Could you rewrite the material from the line with "Find each shadow on wall shown above." through the line with "[298,317,315,353]", both included, as a numbered list, leaving out any blank lines and nothing else?

- _RECORD EXCERPTS_:

◆ ◆ ◆ ◆

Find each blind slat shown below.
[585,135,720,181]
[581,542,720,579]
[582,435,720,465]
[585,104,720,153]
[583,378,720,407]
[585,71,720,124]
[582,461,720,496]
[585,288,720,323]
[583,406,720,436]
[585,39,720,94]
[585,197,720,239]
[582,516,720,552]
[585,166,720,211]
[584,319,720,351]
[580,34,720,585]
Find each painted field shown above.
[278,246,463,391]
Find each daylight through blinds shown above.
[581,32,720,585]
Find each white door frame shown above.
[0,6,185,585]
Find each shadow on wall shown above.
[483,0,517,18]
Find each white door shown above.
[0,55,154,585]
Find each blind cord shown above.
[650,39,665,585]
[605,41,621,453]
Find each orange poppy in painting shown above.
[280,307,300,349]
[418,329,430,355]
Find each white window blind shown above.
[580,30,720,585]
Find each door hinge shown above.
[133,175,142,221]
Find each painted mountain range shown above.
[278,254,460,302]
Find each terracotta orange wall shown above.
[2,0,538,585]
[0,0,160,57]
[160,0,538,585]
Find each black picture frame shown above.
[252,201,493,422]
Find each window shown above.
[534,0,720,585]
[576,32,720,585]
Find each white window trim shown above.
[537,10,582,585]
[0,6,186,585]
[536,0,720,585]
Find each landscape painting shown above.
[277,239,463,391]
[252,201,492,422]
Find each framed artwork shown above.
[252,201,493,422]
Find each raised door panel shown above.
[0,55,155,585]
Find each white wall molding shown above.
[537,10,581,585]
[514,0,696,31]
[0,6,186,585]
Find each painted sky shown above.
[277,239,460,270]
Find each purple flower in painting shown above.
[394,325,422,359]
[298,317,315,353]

◆ ◆ ◆ ◆

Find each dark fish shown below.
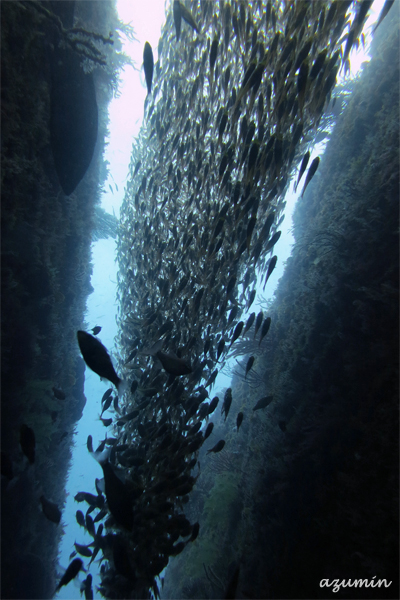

◆ ◆ ◆ ◆

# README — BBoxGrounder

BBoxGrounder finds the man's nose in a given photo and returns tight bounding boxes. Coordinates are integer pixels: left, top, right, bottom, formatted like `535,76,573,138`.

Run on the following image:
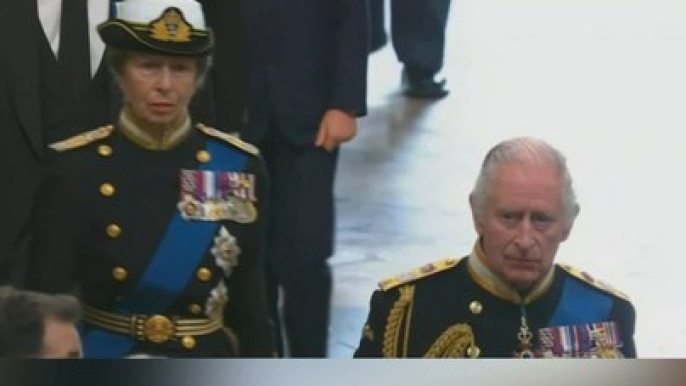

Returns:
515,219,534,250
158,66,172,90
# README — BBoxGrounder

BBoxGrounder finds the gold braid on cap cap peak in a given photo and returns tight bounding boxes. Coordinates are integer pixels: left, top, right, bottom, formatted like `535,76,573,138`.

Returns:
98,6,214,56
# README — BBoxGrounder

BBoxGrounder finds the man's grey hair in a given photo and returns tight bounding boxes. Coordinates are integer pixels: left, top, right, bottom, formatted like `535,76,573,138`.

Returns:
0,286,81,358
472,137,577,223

◆ ◆ ◆ ◆

- _COMPLETE RESPONSE_:
1. Find each shadow on wall shown above.
2. [483,0,517,18]
3. Find each white door shown above.
4. [0,55,154,585]
5. Find each blind cord shown above.
6. [650,39,665,585]
7. [605,41,621,453]
8. Find each orange poppy in painting shown above.
9. [280,307,300,349]
10. [418,329,430,355]
11. Find each white window blind shown above.
12. [580,30,720,585]
13. Find each door hinge shown above.
14. [133,175,142,221]
15. Find each painted mountain range shown above.
16. [278,254,460,302]
17. Find each terracotta orange wall shown above.
18. [2,0,538,585]
19. [0,0,160,57]
20. [160,0,538,585]
21. Find each black picture frame shown above.
22. [252,201,493,422]
23. Find each window shown above.
24. [534,0,720,585]
25. [576,32,720,585]
26. Find each white window trim shown above.
27. [537,10,582,585]
28. [0,6,186,585]
29. [536,0,720,585]
30. Find each landscape painting shown above.
31. [277,239,463,391]
32. [252,201,492,422]
33. Find each framed artwork shown above.
34. [252,201,493,422]
35. Find each raised door panel shown above.
36. [0,55,155,585]
37. Find each white wall molding shown above.
38. [537,10,581,585]
39. [514,0,696,31]
40. [0,6,186,585]
41. Find each painted sky shown above.
42. [277,239,460,270]
43. Find each purple flower in painting shown above.
44. [394,325,422,359]
45. [298,317,315,353]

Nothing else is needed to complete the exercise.